Please update the stretch from the line containing "[locate] the green turf" through the line containing "x=213, y=40" by changing "stadium roof structure" to "stadium canopy" and leaving all else unchanged, giving only those lines.

Raw records
========================
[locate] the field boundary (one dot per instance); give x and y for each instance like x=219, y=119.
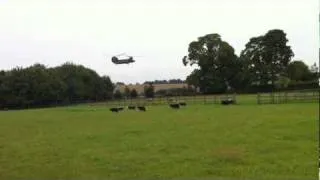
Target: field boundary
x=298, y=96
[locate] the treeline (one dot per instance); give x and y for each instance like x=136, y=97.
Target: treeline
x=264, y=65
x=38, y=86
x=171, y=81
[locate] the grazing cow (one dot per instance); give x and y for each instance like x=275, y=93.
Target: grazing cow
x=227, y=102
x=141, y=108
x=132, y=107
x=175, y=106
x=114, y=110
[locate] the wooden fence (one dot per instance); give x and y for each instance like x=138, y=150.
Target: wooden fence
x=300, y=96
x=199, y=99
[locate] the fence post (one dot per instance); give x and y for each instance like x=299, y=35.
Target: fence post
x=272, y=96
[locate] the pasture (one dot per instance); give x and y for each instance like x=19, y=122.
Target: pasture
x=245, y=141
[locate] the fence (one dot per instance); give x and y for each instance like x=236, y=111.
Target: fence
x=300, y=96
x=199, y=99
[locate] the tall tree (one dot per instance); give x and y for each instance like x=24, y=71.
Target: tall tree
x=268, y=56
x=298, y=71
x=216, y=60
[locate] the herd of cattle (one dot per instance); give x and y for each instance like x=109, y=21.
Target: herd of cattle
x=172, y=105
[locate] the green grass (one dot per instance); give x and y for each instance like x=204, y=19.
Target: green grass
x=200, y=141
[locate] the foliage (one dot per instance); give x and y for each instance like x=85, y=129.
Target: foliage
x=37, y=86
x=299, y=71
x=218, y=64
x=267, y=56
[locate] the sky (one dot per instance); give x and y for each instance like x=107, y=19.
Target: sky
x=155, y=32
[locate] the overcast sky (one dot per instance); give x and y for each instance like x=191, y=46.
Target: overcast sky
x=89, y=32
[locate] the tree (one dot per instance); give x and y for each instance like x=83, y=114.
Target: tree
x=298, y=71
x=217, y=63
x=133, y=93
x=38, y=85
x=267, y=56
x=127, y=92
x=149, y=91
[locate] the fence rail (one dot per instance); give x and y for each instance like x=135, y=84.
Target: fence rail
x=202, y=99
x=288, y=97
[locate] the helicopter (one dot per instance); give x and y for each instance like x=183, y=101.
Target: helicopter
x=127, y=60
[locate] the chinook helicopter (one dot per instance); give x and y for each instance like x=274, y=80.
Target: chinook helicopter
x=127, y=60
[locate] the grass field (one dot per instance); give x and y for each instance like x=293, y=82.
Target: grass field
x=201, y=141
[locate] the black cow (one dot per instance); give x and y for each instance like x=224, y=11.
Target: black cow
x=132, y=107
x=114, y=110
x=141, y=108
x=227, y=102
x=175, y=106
========================
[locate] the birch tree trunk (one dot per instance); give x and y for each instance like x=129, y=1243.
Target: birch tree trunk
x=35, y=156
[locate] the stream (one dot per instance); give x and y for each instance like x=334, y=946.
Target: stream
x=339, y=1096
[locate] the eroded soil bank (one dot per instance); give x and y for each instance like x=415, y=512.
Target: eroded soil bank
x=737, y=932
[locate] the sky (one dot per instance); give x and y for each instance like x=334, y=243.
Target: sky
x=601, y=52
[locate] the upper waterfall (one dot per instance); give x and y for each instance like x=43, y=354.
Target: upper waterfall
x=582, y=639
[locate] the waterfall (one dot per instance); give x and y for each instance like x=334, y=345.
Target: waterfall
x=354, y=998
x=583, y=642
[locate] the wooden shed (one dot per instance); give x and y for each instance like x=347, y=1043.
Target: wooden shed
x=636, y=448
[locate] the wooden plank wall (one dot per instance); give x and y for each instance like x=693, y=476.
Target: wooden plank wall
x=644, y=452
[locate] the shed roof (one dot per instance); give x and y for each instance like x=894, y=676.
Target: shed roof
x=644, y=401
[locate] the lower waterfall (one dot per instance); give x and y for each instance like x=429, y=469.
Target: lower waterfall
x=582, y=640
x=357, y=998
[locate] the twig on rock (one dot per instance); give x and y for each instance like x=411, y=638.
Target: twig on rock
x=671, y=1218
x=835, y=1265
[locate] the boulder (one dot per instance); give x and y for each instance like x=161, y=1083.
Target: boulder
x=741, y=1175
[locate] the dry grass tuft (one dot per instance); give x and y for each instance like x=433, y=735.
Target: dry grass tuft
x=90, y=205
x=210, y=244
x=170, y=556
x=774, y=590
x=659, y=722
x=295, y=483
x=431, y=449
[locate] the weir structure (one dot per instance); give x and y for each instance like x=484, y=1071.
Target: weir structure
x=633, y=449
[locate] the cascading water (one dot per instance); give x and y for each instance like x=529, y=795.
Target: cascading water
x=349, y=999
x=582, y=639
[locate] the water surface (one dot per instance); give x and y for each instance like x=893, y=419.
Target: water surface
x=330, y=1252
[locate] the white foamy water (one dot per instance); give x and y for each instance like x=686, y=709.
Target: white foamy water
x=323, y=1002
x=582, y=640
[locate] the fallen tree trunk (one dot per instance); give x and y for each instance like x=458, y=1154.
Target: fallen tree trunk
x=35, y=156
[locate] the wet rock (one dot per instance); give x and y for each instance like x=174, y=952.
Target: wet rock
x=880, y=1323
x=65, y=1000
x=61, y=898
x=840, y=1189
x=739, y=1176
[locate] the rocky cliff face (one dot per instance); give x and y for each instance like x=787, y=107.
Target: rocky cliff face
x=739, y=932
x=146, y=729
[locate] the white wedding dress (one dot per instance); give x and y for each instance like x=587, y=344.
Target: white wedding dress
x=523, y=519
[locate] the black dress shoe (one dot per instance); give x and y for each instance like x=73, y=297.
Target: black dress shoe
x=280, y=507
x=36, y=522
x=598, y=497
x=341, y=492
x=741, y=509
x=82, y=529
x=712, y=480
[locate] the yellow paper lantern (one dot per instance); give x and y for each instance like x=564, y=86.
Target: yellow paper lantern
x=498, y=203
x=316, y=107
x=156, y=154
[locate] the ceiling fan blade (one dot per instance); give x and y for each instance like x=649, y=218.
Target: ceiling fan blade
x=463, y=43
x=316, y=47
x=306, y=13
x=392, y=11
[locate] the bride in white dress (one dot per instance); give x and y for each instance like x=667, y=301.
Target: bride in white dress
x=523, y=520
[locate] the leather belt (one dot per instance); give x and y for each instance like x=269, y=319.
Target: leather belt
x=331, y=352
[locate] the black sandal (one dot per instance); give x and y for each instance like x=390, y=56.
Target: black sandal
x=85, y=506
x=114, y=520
========================
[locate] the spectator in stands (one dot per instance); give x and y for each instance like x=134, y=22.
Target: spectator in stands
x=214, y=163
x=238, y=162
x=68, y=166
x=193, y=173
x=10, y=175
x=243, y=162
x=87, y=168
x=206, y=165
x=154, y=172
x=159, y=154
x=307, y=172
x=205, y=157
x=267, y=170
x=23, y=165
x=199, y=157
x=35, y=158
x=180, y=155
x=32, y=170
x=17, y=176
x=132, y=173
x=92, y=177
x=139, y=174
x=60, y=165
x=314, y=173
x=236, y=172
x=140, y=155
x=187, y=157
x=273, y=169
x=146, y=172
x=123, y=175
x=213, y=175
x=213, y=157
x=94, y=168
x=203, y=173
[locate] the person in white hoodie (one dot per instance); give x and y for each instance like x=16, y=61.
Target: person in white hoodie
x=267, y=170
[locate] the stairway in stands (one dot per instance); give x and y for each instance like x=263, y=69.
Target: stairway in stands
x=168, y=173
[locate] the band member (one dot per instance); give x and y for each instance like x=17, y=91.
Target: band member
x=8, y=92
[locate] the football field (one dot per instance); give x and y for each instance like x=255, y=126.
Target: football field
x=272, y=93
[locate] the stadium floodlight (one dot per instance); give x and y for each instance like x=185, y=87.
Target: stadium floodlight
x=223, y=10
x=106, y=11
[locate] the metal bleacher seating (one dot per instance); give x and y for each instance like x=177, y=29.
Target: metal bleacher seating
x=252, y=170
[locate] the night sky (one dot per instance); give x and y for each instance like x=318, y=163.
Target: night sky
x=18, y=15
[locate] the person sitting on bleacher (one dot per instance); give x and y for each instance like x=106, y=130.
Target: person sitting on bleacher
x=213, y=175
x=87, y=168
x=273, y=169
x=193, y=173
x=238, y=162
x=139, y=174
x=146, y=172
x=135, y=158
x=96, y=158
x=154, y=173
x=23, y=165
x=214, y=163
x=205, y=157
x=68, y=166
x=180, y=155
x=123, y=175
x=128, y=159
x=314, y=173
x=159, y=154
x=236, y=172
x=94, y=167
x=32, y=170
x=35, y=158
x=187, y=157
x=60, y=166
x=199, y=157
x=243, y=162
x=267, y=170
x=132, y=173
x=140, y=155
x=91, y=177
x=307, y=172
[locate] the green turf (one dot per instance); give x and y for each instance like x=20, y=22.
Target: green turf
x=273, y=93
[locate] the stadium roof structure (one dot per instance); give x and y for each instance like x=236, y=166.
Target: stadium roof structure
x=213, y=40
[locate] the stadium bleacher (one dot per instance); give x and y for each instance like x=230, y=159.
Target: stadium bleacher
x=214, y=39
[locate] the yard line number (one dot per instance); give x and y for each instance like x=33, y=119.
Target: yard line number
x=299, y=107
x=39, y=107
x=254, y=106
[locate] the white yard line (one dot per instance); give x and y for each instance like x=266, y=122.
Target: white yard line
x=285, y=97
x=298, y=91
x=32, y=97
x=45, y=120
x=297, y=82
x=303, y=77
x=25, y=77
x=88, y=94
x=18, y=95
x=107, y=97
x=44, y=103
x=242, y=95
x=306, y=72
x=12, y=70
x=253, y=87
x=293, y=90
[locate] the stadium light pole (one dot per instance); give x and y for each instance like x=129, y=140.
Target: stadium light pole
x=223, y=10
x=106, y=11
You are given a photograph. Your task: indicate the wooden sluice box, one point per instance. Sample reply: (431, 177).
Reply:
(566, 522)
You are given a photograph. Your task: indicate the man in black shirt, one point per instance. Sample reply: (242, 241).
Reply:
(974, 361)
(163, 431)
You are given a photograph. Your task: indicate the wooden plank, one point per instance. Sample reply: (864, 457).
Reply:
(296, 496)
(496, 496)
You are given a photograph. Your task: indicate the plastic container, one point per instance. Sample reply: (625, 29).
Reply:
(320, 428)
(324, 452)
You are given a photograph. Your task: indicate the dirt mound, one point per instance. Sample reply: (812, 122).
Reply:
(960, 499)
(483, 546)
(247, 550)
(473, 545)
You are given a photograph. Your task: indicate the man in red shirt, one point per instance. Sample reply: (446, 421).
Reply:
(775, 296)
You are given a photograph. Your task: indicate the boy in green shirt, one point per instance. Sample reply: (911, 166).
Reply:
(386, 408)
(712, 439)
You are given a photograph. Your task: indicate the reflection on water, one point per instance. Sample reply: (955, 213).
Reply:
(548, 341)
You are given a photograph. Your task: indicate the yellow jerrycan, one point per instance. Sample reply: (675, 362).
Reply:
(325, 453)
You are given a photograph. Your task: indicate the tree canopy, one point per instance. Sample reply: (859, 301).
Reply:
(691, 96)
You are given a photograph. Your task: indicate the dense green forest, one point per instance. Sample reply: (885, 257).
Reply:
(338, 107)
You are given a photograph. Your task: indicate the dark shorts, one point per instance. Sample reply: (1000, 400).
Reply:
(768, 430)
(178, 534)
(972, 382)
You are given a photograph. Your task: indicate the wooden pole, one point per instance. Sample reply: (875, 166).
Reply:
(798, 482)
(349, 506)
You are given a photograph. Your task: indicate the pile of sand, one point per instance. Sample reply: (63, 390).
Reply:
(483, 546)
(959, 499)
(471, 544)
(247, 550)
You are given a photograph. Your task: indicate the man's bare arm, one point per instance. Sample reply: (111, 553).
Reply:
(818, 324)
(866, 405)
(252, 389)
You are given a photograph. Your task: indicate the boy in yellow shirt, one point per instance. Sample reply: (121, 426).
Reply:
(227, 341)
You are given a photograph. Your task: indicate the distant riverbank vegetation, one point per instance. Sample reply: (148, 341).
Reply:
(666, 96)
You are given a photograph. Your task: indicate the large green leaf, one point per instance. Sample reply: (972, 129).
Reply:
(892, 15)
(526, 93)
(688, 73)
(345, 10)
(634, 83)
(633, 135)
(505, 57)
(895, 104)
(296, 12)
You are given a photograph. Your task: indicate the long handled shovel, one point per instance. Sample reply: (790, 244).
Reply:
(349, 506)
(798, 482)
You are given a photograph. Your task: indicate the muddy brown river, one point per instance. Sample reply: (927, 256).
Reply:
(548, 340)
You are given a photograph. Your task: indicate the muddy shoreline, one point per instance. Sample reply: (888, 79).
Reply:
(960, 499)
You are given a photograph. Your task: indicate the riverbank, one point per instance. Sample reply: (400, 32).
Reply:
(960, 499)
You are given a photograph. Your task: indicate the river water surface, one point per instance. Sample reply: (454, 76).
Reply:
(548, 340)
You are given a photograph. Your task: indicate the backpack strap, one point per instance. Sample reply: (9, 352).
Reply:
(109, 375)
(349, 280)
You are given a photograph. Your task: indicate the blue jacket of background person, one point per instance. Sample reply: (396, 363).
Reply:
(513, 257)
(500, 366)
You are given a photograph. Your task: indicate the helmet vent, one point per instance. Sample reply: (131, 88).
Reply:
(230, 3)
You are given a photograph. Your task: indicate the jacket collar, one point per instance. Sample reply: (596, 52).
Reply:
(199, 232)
========================
Output
[locate] the green turf (one dot per instance); give x and y for each instance like x=20, y=22.
Target: green turf
x=273, y=93
[locate] the stadium canopy (one dot per instance); give x and y for each instance like x=236, y=166.
Target: stadium canopy
x=213, y=40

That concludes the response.